_TASK_
Rewrite every line of the records below. Rescale only the point coordinates in the answers by multiplying them by 1.55 and rounding to whole numbers, with halves rounded up, and leave the pictures out of your reply.

>> begin

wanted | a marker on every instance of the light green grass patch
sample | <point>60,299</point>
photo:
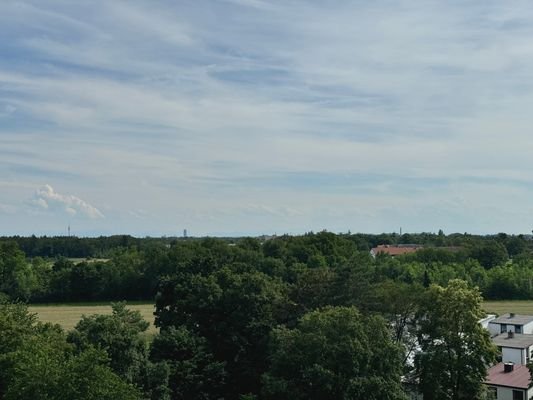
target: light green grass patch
<point>68,315</point>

>> end

_REPLY_
wanted | a marker on every instance of the light green grass patch
sample | <point>60,299</point>
photo:
target: light green grass patch
<point>105,488</point>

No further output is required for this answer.